Please rewrite the lines from the first one through the line containing "[350,108,564,400]", replacing "detector" with "locator" and leaving everything else unchanged. Give only those lines.
── Excerpted records
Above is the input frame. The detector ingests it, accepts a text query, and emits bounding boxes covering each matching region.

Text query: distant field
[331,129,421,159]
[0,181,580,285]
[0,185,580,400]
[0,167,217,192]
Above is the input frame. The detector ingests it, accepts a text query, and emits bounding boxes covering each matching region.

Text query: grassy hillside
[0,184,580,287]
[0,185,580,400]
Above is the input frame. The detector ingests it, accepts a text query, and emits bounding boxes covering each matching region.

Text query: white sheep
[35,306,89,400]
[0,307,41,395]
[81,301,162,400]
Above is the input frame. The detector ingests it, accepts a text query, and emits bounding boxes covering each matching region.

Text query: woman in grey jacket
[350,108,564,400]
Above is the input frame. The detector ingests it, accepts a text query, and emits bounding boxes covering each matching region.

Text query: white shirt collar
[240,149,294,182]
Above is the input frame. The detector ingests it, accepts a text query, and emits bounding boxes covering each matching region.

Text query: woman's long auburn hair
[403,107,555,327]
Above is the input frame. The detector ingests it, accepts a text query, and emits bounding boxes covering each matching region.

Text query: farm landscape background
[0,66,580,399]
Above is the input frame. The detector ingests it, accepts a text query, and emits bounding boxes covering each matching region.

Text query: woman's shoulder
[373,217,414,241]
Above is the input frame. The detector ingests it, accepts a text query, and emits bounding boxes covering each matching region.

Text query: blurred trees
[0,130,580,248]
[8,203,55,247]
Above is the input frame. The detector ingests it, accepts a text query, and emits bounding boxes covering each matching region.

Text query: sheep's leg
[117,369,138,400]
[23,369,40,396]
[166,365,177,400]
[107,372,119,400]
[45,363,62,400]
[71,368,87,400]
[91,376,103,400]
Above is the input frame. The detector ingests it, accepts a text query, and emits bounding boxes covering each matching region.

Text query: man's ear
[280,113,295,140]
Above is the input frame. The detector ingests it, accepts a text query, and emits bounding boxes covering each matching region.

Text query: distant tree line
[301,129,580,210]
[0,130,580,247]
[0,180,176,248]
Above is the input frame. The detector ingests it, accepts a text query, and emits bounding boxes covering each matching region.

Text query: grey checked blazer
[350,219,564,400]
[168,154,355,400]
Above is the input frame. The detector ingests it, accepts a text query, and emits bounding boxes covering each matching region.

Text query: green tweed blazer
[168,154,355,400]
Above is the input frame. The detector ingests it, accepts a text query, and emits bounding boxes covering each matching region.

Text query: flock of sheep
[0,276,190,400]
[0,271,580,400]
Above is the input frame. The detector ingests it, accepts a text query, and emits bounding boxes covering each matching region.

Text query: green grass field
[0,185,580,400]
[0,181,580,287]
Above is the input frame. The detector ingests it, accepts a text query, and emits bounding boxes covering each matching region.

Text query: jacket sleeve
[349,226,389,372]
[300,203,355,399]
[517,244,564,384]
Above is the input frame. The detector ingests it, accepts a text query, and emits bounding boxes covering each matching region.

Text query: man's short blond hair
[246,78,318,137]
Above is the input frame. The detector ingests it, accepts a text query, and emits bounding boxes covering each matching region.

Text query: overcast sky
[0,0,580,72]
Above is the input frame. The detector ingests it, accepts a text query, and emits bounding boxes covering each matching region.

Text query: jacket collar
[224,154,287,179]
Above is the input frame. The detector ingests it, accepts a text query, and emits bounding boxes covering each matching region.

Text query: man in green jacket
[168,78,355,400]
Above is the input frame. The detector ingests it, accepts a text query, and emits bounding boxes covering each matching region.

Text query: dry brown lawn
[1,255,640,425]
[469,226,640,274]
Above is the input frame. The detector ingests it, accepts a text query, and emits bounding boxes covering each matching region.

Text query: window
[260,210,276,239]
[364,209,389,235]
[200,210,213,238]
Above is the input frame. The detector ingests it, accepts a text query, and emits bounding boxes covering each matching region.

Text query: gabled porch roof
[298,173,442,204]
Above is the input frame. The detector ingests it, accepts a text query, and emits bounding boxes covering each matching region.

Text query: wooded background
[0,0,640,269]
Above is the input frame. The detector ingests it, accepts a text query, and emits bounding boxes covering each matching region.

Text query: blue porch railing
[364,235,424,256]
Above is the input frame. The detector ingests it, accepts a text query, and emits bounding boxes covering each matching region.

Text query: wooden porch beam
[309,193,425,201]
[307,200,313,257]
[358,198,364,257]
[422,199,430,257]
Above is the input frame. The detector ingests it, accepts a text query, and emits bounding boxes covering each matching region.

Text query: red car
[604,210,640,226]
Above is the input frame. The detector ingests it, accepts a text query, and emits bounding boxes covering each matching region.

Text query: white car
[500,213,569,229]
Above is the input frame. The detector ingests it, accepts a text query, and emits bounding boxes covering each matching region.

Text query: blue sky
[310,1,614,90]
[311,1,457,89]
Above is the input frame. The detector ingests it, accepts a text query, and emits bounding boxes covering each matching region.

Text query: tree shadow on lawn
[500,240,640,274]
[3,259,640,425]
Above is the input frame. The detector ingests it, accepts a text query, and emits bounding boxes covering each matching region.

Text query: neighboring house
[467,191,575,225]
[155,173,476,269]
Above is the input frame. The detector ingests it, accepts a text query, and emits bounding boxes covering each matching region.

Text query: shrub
────
#### Task answer:
Above is the input frame. The locator ingests it, accepts a text query, and emits bounding boxes covering each matching region.

Text query: distant field
[331,129,421,159]
[0,181,580,285]
[0,185,580,400]
[0,167,217,192]
Above is the input frame. The locator ingests it, accepts a text query, and emits bounding boxes covering each matching region.

Text query: grassy hillside
[0,184,580,287]
[0,185,580,400]
Above is the input frame. The locator ingests it, accepts a text query, and emits bounding boxes covering each matching region.

Text query: white sheep
[35,306,89,400]
[0,307,41,395]
[81,301,162,400]
Above is the input frame. The locator ingests it, accepts a text query, and emits bounding boxes covering each matching region.

Text query: woman in grey jacket
[350,108,564,400]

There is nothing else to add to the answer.